▶ **GIVEN TEXT**

Silverglen Springs - April 2000

What to do while driving to a wedding in Plant City, Florida

On our way to Ben's wedding (Dee's son) in Plant City, Florida, we decided to have a small adventure: spontaneously stop, without plan and swim and snorkel at Silver Glen Springs in the Ocala National Forest (located between highway 19 and 40). Click here for all the interesting places you can visit, swim, camp and snorkel in Florida. This is actually preparation for another camping trip with Adi and Laura in Greece - and its essential to test camera, mask, snorkel and fins. The spring feeds a river that flows to the Atlantic. Consequently, there are several types of fish that swim upstream - from salt water the fresh water and can be found here.

▶ **YOUR TASKS**
(a) Answer these questions from the Silver Glen Springs text:
(i) Whose wedding was the trip to Plant City for?
(ii) Between which two highways is Silver Glen Springs located?
(iii) Where does the river fed by the spring flow?
(b) Write the next part of the Silver Glen Springs account, continuing on from its final sentence.
None of the data below is needed here.

▶ **Point-per-instance localization data**
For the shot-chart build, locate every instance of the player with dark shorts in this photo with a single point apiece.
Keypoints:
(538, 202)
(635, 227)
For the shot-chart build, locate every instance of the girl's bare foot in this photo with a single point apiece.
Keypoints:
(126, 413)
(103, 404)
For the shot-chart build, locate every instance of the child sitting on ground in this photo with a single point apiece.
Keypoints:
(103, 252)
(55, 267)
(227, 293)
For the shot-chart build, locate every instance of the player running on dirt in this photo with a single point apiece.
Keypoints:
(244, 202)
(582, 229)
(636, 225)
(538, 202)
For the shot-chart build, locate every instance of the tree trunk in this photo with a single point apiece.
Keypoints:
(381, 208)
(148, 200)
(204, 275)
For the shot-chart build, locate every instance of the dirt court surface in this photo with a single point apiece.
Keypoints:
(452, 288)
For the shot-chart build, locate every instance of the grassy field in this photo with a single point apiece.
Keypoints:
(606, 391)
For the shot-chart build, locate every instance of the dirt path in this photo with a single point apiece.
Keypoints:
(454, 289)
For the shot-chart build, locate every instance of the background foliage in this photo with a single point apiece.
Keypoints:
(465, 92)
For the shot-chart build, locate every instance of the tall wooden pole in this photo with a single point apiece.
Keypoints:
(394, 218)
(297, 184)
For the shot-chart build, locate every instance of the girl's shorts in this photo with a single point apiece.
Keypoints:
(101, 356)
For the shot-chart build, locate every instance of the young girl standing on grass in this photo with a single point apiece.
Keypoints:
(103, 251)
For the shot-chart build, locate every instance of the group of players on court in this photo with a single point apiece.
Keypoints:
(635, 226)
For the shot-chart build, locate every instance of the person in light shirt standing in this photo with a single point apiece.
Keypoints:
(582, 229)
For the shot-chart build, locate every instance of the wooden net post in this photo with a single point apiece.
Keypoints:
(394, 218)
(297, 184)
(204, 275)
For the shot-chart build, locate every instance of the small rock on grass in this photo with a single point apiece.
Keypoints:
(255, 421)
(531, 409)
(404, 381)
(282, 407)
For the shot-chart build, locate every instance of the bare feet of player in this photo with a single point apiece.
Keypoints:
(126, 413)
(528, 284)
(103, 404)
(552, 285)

▶ **RESPONSE LIST**
(a)
(i) Ben's, Dee's son.
(ii) Highway 19 and highway 40.
(iii) To the Atlantic.

(b)
Joseph Wolfersbers explained why:

My undergrad degree is in Biology and I took classes in Oceanography and 
Limnology at the University of North Florida in Jacksonville.  The water 
in the St Johns is brackish as far upstream as Palatka. The St Johns is a 
really interesting river it only drops in elevation less than 10 meters from 
its source to the ocean and that is over a 300 mile course.You are familiar 
with Salt Springs I am sure. The mineral content is rather high in Silver Glen 
as well. My professor at the time said that since the calcium carbonate level 
is so high the salt water fish can still osmoregulate.  

We stopped at the park entrance - and were the only folks there. Look at what we found:

Silver Glen Springs

So I put on my mask, fins, and snorkel, loaded the camera and this is what I found:

Two brem

an unhappy bass

A school of mullet: Note the effect of flash

Another school of mullet

More mullet

A lost sting ray

Another lost sting ray

Two fish

Who knows what this is?

(May 25, 2004) Bill Moody states that its a Nile Perch or Tilapia...It is not a native fish, but was imported for weed control since it is herbivorous and eats many of the weeds that choke Florida waterways. Many of these weeds are also not native to Florida. The Nile Perch seems to have a soft impact on native species in that it doesn't compete for food, but in fact supplies food to other species and is even pretty good fare for the "human" species. The only conflict I know of really is breeding (bedding) space.